:: RECORDS SHOWN ::

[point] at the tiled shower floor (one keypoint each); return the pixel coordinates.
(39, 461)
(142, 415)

---

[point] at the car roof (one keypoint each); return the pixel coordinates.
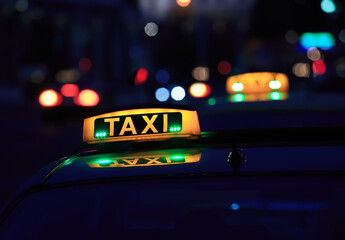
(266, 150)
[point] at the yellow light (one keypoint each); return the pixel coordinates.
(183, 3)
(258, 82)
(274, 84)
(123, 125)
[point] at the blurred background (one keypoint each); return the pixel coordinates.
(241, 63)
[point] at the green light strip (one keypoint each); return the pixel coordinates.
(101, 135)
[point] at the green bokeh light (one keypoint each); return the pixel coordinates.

:: WORK INSTRUCTION ::
In the records above, find the line with "[point] at the car". Print exactly from there through the line with "[point] at the green bokeh", minus the pictures.

:: YOUR SOLUTION ::
[point] at the car roof (one keypoint each); return the pixel coordinates.
(266, 150)
[point] at the yellow light (one keypoint each); return the pixel coordinates.
(183, 3)
(258, 82)
(274, 84)
(123, 125)
[point] at the blurred background (one keypoint each); return the pixel coordinates.
(241, 63)
[point] at the green light strip (one keypoint each); return the pixel coordinates.
(101, 135)
[point] at the green bokeh light (one keypoint each); return the pixel coordinates.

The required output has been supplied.